• _Passage to read_
_ _ _ _ _
I am staring slack-jawed at a huge oil painting of Jimmy Hoffa. He looks nothing like Jack Nicholson.
We are standing in the foyer of Hoffa’s former Teamsters Local 299, a multi-colored brick bunker in downtown Detroit, prepping for a photoshoot with our client. We market prescription drug programs to numerous companies and unions across the country. We need a shot for our annual report, so we’ve piled in a bunch of camera equipment and lights.
The lazy comparison back in the ’90s was to compare Detroit to Beirut, which was always in the news. Abandoned buildings, windowless, tons of graffiti, overgrown lawns, packs of stray dogs, block after tattered block. Gasoline was not in short supply. That’s what we saw driving our Hertz rental van on the way in from the airport. The armed guard at the union hall told us to try to time the streetlights and avoid stopping on the red if possible. It was obvious we were out-of-towners. Keep the map low, too. If you look lost, you look like prey. He said someone stole their security camera off the pole—on the supposed safe side of the barbed wire.
Neta is connecting all the cables, and the lightboxes pop open like squared-off glowing flowers. She also does make-up. I chat quietly with Richard, a quiet man with a loud red beard. He is our art director, and the best graphic designer I’ve ever worked with. We point and wave our arms and try to visualize the shot. Michael, a smooth talker from Dallas, with a flowing mane of salt and pepper hair, is the man behind the camera. He dips in and out and sweeps the air with a light meter. It’s not the best venue for a shoot we all agree, but we’ll make do. We always do.
The big deal is tomorrow when we go to Ford.
_ _ _ _ _
• _Information provided_
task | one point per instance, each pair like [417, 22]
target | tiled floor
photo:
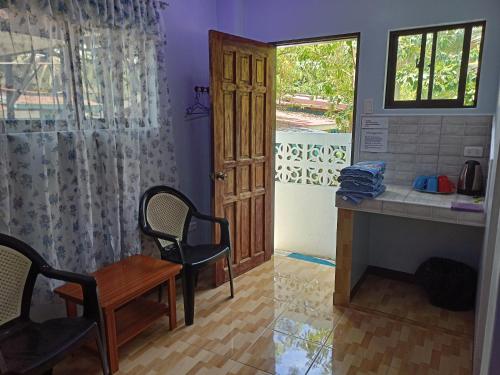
_ _ _ _ _
• _Task description_
Copy out the Detroit passage, everything from "We are standing" down to "equipment and lights.", swapping "photoshoot" for "photo session".

• _Complete answer_
We are standing in the foyer of Hoffa’s former Teamsters Local 299, a multi-colored brick bunker in downtown Detroit, prepping for a photo session with our client. We market prescription drug programs to numerous companies and unions across the country. We need a shot for our annual report, so we’ve piled in a bunch of camera equipment and lights.